==== Source document ====
“Inside Out 2” is a Packed Emotional Odyssey

Pixar's "Inside Out 2"

One of the most challenging things about growing up is making room for all the new feelings that seem to come bubbling up out of nowhere. With so much on your plate, new feelings can feel like the annoying cherry on the teenage struggle sundae. It’s easy to let one of them take control This is where we pick up with Riley (Kensington Tallman), the girl at the center of 2015’s Inside Out, and its sequel, Inside Out 2.

It’s been a while since Pixar’s first thoughtful and empathetic take on the spectrum of human emotion, and now the gang of core emotions is back and in for some surprises along the way. Riley is a fresh 13, and just when Joy (Amy Poehler), Sadness (Phyllis Smith), Fear (Tony Hale), Disgust (Liza Lapira), and Anger (Lewis Black) have solidified Riley’s sense of self, new feelings disturb to the mix. Anxiety (Maya Hawke), Envy (Ayo Edebiri), Ennui (Adèle Exarchopoulos), and Embarrassment (Paul Walter Hauser) come crashing into headquarters to usher in Riley’s teen years.
====
To do:
1 – In the Inside Out 2 review, copy the passage from "It’s been a" up to and including "Riley’s teen years.".
2 – Answer these from the Inside Out 2 review:
(a) In what year was the first Inside Out released?
(b) How old is Riley in the sequel?
(c) Who voices Anxiety?
==== Dataset ====
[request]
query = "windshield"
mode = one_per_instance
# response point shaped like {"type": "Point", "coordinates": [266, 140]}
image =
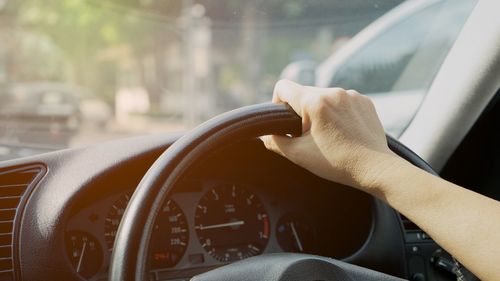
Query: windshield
{"type": "Point", "coordinates": [76, 72]}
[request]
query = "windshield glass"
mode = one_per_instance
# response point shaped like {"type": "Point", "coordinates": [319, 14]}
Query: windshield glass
{"type": "Point", "coordinates": [76, 72]}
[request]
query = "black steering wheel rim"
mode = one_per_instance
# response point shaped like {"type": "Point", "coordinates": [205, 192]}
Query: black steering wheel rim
{"type": "Point", "coordinates": [130, 253]}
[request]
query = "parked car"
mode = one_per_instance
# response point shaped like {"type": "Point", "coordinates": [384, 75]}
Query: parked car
{"type": "Point", "coordinates": [40, 113]}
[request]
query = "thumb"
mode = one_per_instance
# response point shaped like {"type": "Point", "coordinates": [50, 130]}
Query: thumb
{"type": "Point", "coordinates": [282, 145]}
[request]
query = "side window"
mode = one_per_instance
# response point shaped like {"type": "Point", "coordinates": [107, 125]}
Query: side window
{"type": "Point", "coordinates": [408, 55]}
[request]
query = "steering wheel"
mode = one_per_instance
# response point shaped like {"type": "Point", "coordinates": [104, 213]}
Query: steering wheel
{"type": "Point", "coordinates": [130, 253]}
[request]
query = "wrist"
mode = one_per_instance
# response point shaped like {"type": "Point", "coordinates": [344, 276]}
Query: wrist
{"type": "Point", "coordinates": [376, 170]}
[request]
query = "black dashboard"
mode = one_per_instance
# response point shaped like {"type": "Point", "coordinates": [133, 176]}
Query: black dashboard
{"type": "Point", "coordinates": [222, 213]}
{"type": "Point", "coordinates": [68, 210]}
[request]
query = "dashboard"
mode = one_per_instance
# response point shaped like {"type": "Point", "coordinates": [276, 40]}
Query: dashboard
{"type": "Point", "coordinates": [221, 213]}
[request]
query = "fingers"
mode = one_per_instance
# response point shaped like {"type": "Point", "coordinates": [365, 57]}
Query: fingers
{"type": "Point", "coordinates": [279, 144]}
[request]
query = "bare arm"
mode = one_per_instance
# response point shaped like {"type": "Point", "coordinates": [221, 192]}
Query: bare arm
{"type": "Point", "coordinates": [343, 141]}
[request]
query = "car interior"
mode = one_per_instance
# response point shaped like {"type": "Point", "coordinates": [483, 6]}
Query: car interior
{"type": "Point", "coordinates": [214, 204]}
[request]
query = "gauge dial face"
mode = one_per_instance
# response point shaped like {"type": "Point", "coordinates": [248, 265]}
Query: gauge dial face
{"type": "Point", "coordinates": [231, 223]}
{"type": "Point", "coordinates": [170, 236]}
{"type": "Point", "coordinates": [294, 234]}
{"type": "Point", "coordinates": [84, 252]}
{"type": "Point", "coordinates": [170, 233]}
{"type": "Point", "coordinates": [113, 219]}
====
Solutions per task:
1 –
It’s been a while since Pixar’s first thoughtful and empathetic take on the spectrum of human emotion, and now the gang of core emotions is back and in for some surprises along the way. Riley is a fresh 13, and just when Joy (Amy Poehler), Sadness (Phyllis Smith), Fear (Tony Hale), Disgust (Liza Lapira), and Anger (Lewis Black) have solidified Riley’s sense of self, new feelings disturb to the mix. Anxiety (Maya Hawke), Envy (Ayo Edebiri), Ennui (Adèle Exarchopoulos), and Embarrassment (Paul Walter Hauser) come crashing into headquarters to usher in Riley’s teen years.

2 –
(a) 2015
(b) 13
(c) Maya Hawke